Update the part of the data that opens with the line containing "Compliance review item #7: evidence of concrete pavement" and closes with the line containing "[0, 0, 980, 347]": change "image above" to "photo above" and leave everything else unchanged. Return only those lines.

* **DATA EXTRACT**
——
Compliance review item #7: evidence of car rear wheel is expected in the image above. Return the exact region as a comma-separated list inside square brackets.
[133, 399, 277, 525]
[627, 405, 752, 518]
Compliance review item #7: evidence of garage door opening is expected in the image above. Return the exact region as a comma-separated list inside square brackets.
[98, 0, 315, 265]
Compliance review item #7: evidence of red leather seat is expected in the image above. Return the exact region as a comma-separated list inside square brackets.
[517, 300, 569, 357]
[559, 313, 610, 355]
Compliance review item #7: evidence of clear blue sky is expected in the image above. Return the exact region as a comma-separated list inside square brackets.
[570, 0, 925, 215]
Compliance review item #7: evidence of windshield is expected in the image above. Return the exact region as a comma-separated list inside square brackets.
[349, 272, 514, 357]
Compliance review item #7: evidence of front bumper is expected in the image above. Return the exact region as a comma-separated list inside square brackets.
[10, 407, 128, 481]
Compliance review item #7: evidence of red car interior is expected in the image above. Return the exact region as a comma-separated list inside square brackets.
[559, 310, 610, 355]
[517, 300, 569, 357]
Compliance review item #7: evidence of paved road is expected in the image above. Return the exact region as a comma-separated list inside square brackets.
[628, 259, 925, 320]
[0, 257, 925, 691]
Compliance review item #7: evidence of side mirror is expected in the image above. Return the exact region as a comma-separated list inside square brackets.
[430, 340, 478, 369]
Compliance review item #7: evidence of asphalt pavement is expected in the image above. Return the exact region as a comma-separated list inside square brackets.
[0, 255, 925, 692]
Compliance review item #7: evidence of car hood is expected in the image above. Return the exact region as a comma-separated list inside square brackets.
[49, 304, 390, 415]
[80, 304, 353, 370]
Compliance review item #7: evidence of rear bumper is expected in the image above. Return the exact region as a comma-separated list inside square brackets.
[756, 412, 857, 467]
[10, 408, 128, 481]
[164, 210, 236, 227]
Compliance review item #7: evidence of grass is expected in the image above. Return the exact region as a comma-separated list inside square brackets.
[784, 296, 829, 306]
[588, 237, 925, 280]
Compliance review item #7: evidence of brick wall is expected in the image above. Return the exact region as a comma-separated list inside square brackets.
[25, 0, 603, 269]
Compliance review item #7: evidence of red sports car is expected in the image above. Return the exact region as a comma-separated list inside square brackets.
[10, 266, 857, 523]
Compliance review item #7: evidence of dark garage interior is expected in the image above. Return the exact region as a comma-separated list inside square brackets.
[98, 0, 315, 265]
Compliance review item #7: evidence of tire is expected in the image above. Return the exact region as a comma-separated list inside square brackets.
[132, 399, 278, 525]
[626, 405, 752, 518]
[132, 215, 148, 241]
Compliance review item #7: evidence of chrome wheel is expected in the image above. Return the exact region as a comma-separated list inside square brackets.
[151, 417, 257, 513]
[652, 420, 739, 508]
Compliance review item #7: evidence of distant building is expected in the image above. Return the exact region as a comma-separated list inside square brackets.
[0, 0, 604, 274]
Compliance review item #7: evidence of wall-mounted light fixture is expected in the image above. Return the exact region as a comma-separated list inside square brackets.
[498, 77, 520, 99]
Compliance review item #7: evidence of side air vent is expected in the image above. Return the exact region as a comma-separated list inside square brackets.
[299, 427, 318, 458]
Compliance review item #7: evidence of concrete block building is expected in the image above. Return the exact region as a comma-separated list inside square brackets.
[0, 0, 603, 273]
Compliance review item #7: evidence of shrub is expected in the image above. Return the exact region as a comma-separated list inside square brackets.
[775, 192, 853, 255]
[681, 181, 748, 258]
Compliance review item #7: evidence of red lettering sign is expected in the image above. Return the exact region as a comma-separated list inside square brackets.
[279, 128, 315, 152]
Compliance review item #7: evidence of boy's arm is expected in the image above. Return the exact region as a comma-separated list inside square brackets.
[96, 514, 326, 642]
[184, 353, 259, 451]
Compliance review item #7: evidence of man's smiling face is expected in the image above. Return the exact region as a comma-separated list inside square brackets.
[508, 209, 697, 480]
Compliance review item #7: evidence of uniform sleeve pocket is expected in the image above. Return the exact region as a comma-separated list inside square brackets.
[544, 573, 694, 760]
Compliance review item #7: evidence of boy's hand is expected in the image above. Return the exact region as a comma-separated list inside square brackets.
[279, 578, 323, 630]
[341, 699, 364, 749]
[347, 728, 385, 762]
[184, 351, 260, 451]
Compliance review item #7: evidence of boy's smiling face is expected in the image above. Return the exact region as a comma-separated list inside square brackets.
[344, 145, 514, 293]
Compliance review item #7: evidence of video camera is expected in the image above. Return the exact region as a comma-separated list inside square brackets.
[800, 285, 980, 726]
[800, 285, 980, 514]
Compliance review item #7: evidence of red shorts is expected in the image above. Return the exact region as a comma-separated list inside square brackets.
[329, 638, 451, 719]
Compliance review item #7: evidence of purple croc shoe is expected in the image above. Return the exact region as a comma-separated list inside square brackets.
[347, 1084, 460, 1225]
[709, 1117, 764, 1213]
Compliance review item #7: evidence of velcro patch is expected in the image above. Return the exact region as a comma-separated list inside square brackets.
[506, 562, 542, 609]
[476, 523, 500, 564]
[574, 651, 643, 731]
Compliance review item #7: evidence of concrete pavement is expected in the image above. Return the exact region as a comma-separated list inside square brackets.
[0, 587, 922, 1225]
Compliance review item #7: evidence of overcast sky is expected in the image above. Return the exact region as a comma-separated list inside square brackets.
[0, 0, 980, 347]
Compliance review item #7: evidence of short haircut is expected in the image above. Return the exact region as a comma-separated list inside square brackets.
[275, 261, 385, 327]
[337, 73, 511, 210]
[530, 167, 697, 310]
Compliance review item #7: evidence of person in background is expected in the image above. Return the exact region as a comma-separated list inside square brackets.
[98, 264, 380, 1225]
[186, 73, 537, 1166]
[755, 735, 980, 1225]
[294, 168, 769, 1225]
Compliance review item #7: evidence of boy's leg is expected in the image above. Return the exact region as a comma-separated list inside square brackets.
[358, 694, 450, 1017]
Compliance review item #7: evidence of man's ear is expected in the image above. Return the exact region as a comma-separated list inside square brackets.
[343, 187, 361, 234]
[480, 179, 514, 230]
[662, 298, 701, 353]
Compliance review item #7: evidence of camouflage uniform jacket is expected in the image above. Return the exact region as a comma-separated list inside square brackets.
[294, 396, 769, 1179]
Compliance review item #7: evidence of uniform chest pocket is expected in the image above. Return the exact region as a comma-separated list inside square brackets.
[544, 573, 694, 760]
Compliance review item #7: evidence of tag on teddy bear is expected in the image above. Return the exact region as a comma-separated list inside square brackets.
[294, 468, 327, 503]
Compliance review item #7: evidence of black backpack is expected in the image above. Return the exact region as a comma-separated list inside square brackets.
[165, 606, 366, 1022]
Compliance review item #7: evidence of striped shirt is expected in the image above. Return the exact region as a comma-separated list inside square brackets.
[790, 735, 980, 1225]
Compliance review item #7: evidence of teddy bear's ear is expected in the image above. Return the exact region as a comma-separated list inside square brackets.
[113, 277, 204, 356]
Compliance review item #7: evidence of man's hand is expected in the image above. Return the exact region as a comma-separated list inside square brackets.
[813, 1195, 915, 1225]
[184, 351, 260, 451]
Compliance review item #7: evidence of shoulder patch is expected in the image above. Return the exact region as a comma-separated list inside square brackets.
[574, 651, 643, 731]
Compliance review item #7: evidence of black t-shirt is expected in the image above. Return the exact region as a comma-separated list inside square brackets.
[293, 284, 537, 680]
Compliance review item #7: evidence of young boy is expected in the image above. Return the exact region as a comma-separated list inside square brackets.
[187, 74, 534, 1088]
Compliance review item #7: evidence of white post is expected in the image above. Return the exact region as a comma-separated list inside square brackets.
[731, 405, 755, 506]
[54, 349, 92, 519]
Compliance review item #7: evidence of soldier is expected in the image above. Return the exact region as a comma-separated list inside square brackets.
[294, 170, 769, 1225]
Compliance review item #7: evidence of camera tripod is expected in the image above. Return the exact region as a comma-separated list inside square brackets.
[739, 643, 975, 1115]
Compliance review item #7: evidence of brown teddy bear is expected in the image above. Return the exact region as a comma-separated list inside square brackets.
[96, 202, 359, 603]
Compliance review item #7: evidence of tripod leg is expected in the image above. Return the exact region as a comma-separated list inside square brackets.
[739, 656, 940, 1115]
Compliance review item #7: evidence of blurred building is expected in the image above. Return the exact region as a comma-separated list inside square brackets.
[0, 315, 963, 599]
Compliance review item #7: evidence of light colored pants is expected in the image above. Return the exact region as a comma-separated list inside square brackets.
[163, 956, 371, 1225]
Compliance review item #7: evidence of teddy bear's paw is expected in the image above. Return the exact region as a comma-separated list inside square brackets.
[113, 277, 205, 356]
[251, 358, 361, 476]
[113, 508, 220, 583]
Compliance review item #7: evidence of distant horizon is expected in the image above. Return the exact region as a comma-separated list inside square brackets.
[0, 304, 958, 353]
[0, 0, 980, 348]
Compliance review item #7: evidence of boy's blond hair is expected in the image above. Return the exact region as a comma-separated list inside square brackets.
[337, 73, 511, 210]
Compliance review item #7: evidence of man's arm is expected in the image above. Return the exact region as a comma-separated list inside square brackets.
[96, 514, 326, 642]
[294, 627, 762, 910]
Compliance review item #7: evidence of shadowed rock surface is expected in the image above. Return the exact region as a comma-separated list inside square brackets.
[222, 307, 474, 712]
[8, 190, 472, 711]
——
* **WRITTEN SOLUTION**
Compliance review item #7: evidence of concrete pavement is expected in the photo above. Return the exact region as a comma-separated list inside square brackets.
[0, 587, 922, 1225]
Compliance review item #7: evidence of overcast sky is expected in the photo above. Return the exact region as a comma-separated list inside square brackets.
[0, 0, 980, 347]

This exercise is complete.